• TEXT:
--- START ---

This Space for Rent

It’s raining, so it must be time for another Orrando ride

Massed randonneurs wait for me to give the preride announcements

The Verboort Flat Tire Extravaganza! (officially the Verboort Sausage Populaire, but I have a long memory for rides that founder on the rocks of many many flats!) was today, so I found myself sitting in the Grand Lodge parking lot at 8am helping sign people in for the loop. When I’d awakened this morning, it was raining and I thought that this would cut down the ridership substantially, but this was apparently the day when all of the bicyclists in the Portland area were going to be out no matter what, and randonneurs were no exception; 44 people had preregistered and most of them showed up, along with enough other people to fill the Grand Lodge parking lot with 59 riders waiting for the 9am starting bell(ow). (so many people showed up that we ran out of pencils for the info questions, we ran out of baggies to keep the cuesheets from getting wet, and we were down to the very last brevet card. We still had a dozen or so cuesheets, but that’s only because many of the riders printed them out themselves from the copies of the VFTE! Orrando page.)

What we (Ed, Theo, and I) had planned for the ride was to have Ed out in Snooseville, Theo at Hillsboro (Longbottoms Coffee, which we had prearranged to have a place for people to sit and chat if they so desired) and then to ride sweep around the rest of the loop, and me at the start and the end. But on Friday Theo decided that he’d rather ride over to Verboort to check people in and leave the riding to me. So, just as we did last year, I rode out after the swarm had departed and made my leisurely way around the loop.

--- END ---

• TASK OBJECTIVE: Could you continue the ride report above, picking up after its last sentence?

• ENTRIES PROVIDED:

--- START ---

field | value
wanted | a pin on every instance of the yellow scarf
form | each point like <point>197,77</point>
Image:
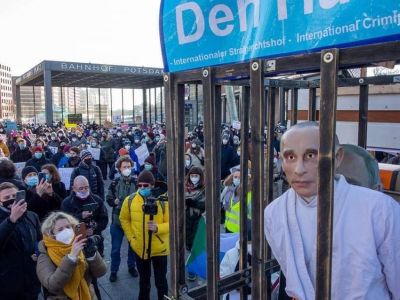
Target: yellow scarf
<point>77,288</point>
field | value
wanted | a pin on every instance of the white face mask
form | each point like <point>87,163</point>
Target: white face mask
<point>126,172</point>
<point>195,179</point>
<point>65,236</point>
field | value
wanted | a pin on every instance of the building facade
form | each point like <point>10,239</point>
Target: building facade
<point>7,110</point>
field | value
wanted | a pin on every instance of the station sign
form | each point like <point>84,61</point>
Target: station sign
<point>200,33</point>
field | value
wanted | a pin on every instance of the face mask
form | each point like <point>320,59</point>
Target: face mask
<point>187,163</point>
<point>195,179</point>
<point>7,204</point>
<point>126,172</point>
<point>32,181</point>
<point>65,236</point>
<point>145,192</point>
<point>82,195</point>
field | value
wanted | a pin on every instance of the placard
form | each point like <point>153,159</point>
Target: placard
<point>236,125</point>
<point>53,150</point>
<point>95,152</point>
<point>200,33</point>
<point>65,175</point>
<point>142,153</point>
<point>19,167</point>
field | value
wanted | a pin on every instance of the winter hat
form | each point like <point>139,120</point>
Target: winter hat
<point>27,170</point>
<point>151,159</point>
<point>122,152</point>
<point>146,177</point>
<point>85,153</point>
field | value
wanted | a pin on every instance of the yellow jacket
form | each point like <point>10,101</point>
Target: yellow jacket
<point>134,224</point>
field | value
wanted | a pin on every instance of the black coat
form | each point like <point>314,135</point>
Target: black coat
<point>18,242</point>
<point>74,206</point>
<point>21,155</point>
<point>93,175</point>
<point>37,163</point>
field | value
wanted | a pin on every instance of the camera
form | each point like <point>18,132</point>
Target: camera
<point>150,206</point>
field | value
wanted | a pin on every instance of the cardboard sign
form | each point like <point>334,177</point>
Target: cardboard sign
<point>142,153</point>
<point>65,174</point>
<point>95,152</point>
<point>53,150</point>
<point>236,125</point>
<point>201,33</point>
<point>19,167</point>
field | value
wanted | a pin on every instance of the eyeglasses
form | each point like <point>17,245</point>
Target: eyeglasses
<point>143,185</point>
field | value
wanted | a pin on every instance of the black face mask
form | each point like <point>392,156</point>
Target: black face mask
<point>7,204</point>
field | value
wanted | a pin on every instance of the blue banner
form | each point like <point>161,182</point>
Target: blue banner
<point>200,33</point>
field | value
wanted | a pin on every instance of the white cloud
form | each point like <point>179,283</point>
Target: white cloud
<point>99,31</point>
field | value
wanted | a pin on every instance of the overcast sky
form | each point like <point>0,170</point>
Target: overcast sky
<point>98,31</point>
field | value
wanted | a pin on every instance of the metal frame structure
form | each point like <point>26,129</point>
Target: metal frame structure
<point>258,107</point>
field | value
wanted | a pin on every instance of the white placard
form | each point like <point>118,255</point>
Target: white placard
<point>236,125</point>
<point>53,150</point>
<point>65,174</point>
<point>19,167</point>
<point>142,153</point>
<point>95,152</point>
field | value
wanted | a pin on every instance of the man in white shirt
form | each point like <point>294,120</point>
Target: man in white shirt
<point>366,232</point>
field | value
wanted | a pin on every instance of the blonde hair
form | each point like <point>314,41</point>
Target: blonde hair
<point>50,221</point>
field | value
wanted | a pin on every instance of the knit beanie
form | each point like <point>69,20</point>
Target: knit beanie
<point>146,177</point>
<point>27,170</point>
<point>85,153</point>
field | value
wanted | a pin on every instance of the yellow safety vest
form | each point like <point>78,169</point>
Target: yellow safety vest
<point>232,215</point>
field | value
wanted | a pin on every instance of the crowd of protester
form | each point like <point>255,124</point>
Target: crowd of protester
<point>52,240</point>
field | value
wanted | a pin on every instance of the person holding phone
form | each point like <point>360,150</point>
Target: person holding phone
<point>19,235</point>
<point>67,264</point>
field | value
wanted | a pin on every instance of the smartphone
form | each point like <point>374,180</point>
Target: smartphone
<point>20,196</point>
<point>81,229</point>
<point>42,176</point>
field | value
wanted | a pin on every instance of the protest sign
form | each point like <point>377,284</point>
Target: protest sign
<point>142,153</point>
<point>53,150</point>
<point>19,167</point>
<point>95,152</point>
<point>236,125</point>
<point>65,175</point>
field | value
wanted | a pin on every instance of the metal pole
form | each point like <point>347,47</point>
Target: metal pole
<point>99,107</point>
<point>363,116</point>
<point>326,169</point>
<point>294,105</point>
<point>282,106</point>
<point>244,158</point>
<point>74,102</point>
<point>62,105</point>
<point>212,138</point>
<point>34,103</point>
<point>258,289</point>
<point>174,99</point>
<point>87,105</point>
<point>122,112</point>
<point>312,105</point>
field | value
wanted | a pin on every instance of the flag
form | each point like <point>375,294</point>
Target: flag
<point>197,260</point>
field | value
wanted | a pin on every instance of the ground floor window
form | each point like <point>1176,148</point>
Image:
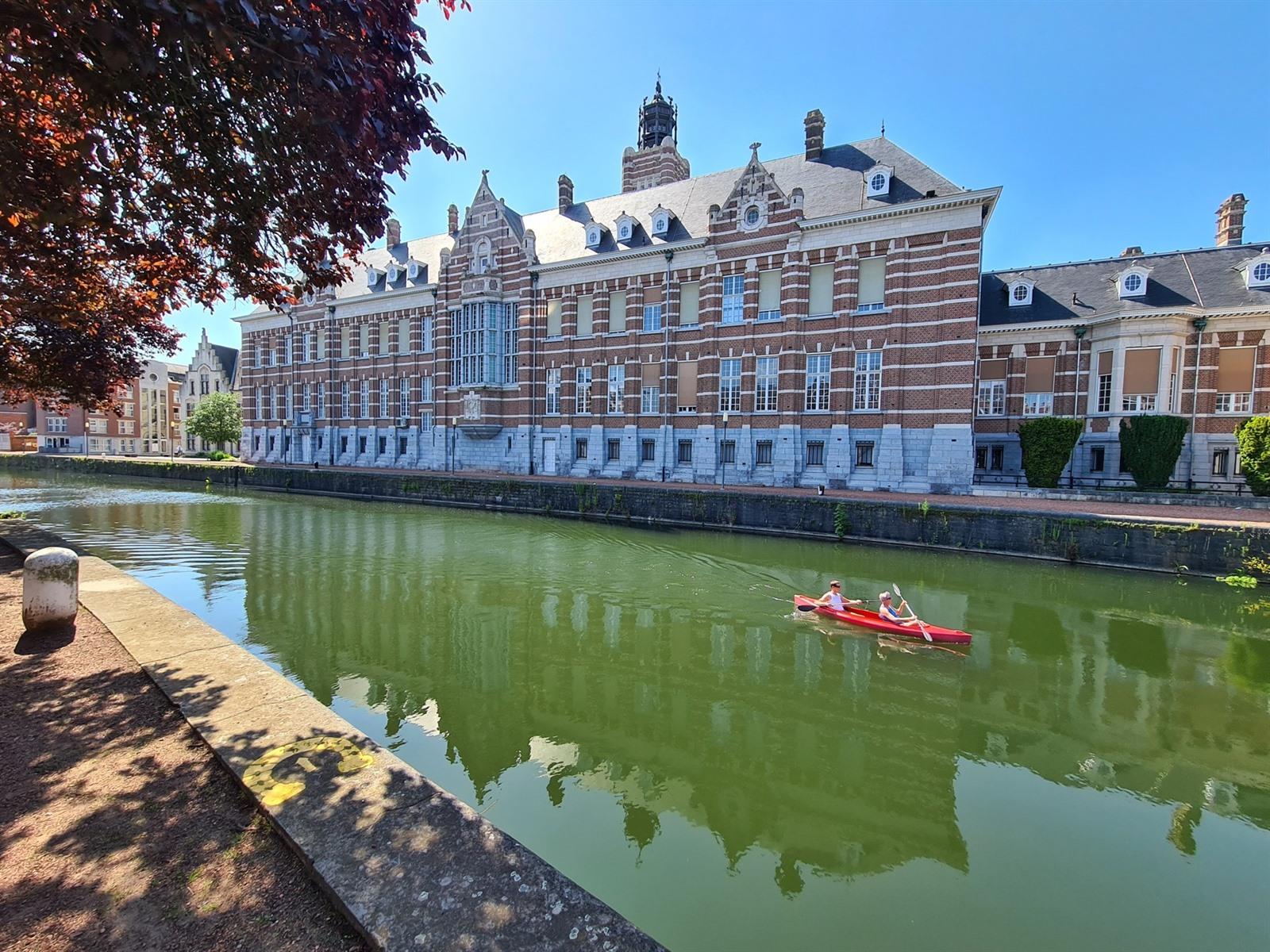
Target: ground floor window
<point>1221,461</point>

--- END ---

• WRITTEN ANSWER:
Leisy Road

It wasn’t exactly raining at 9am when everyone left, but it was pretty aggressively coldly misting. And this kept up, in fits and starts, for most of the morning, but finally relented and went away about the time I departed Snooseville for the run down Dairy Creek Road.

But I’m getting ahead of myself.

I wasn’t “riding” – I’d done the workers ride last sunday and already had a brevet card filled out and signed by the organizer (me. I wonder if that will make RUSA blow a gasket?) – but I was following along so that if someone had a disaster (either mechanical or existential) I could offer assistance, fud, or just urge them along. Normally not much (if any) assistance is needed (randonneuring self-selects for bull-headed stubborness and most riders will push themselves along until their arms start falling off, and then reluctantly start thinking about DNFing the whole shebang) but populaires attract new riders who haven’t been brainwashed yet into thinking this is the proper way to do things. But it’s a useful thing to do, and, hey!, it’s another 100km’s worth of riding which is better than a poke in the eye with a sharp stick!

So between Forest Grove and Longbottoms, there weren’t any lost souls; I overran Holden H (he’d stopped to patch a flat tire, but had finished just before I rode by) and followed him at increasing distances into the Longbottoms control (he has a nice little Bike Friday which is capable of an amazing turn of speed – he’s pretty speedy by himself, but he rides the Bike Friday faster than I can keep up) and reached the control at about 10:20(?) after about half the riders had already come and gone (the other half were still in the process of wrapping up and getting ready to go; a couple of people had flats and were in the throes of repairing them.)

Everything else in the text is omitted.